▶ To do
Retype the passage on Odlums Group word for word, starting at "A flour mill" and ending at "create Valeo Foods.".

Odlums Group is an Irish food processing and marketing company owned entirely by Valeo Foods, which is backed by Origin Enterprises and CapVest Limited, a European investment group.  It manufactures and retails a number of products under the Odlums name as well as McCann's Steel Cut Irish Oatmeal.

History

A flour mill operated by William Odlum, one of three Odlum brothers, in Maryborough (now Portlaoise) began operation in 1845. Odlum was succeeded by his two sons, William P. and Richard Odlum, and the company became known as W.P. & R. Odlum.  In the early 20th century, the company operated as many as nine mills but consolidation reduced that number to the current three flour mills in Dublin, Cork, and Portarlington The oatmeal mill in Sallins was closed at the end of 2013.  The company remained in family hands until 1988.  In 2007, Origin Enterprises which previously had a 50% stake in the Odlums Group, acquired full control of Odlums from the state-sponsored Greencore Group. In 2010, Batchelors, a manufacturer and retail category partner, and Origin Foods, the food division of Irish-based, Origin Enterprises Plc, merged to create Valeo Foods.

(Recorded data)
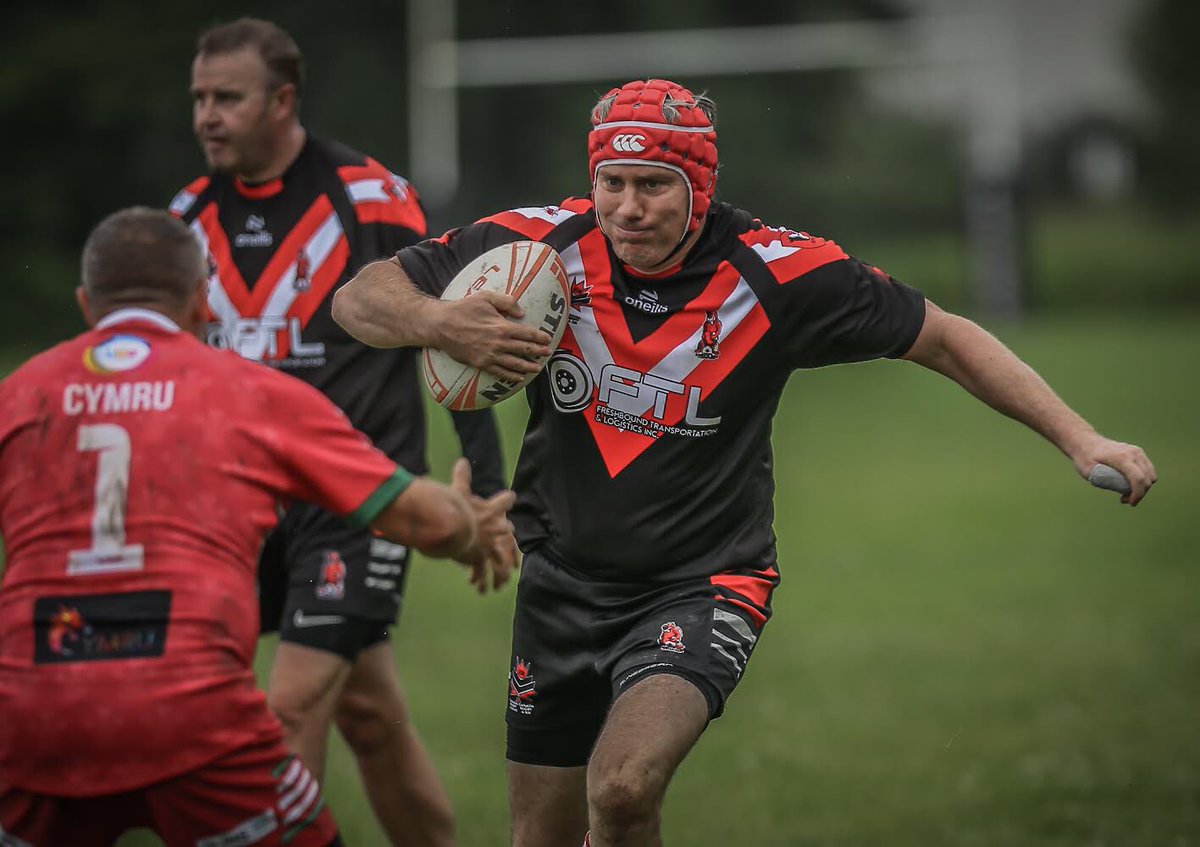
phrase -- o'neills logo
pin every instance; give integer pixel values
(256, 234)
(647, 301)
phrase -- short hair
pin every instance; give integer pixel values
(142, 256)
(277, 49)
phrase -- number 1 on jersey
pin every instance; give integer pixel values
(108, 552)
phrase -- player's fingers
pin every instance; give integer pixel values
(519, 362)
(460, 475)
(503, 500)
(503, 302)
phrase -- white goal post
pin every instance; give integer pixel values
(979, 53)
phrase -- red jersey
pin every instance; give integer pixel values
(139, 472)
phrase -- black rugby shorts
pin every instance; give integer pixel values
(328, 586)
(579, 643)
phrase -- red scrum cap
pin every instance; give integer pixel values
(658, 122)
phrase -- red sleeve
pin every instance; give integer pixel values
(382, 197)
(325, 460)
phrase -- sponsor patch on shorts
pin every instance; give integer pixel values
(522, 688)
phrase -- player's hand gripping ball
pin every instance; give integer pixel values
(533, 274)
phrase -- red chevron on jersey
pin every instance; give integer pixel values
(533, 222)
(646, 389)
(264, 322)
(749, 590)
(381, 196)
(789, 253)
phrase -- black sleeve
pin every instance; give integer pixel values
(433, 263)
(847, 311)
(481, 445)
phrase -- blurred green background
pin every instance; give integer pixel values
(971, 647)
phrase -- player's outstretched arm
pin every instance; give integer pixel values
(496, 551)
(976, 360)
(382, 307)
(449, 522)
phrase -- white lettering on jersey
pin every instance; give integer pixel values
(555, 215)
(636, 394)
(183, 202)
(256, 337)
(111, 398)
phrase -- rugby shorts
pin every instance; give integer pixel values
(328, 586)
(258, 794)
(579, 643)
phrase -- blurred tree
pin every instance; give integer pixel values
(1167, 59)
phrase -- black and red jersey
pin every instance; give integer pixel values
(647, 455)
(277, 252)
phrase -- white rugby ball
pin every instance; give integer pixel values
(527, 270)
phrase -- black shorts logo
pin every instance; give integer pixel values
(522, 688)
(93, 626)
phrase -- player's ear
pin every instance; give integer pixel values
(84, 306)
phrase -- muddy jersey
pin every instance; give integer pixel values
(277, 252)
(647, 455)
(136, 488)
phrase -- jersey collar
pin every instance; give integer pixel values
(133, 313)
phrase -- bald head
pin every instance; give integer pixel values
(142, 257)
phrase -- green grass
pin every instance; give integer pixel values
(971, 646)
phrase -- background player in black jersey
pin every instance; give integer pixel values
(645, 481)
(286, 217)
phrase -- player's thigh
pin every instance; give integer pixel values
(648, 732)
(700, 630)
(41, 821)
(557, 700)
(258, 794)
(547, 805)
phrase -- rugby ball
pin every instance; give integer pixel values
(527, 270)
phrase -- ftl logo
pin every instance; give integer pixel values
(265, 322)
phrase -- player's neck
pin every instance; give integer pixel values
(672, 263)
(285, 154)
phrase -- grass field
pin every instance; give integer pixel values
(970, 647)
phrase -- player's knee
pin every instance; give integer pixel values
(624, 794)
(294, 708)
(367, 721)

▶ Solution for this exercise
A flour mill operated by William Odlum, one of three Odlum brothers, in Maryborough (now Portlaoise) began operation in 1845. Odlum was succeeded by his two sons, William P. and Richard Odlum, and the company became known as W.P. & R. Odlum.  In the early 20th century, the company operated as many as nine mills but consolidation reduced that number to the current three flour mills in Dublin, Cork, and Portarlington The oatmeal mill in Sallins was closed at the end of 2013.  The company remained in family hands until 1988.  In 2007, Origin Enterprises which previously had a 50% stake in the Odlums Group, acquired full control of Odlums from the state-sponsored Greencore Group. In 2010, Batchelors, a manufacturer and retail category partner, and Origin Foods, the food division of Irish-based, Origin Enterprises Plc, merged to create Valeo Foods.